ABOUT THIS TASK
Go through the records underneath and write each one out again exactly.

################

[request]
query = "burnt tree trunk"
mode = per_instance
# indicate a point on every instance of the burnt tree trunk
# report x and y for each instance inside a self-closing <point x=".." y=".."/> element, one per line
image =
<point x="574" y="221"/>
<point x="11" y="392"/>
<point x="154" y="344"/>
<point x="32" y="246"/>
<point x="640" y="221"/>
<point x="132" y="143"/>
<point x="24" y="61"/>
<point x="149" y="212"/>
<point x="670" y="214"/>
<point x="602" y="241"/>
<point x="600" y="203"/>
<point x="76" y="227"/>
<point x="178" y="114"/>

################

ANSWER AREA
[request]
query = "burnt tree trunk"
mode = per_instance
# indicate a point on every instance of the burnt tree trunk
# report x and y for each instance inside a self-closing <point x=".." y=".."/> element, one per line
image =
<point x="574" y="221"/>
<point x="11" y="392"/>
<point x="154" y="344"/>
<point x="32" y="246"/>
<point x="640" y="221"/>
<point x="132" y="143"/>
<point x="24" y="61"/>
<point x="149" y="212"/>
<point x="670" y="214"/>
<point x="602" y="241"/>
<point x="600" y="203"/>
<point x="76" y="227"/>
<point x="178" y="114"/>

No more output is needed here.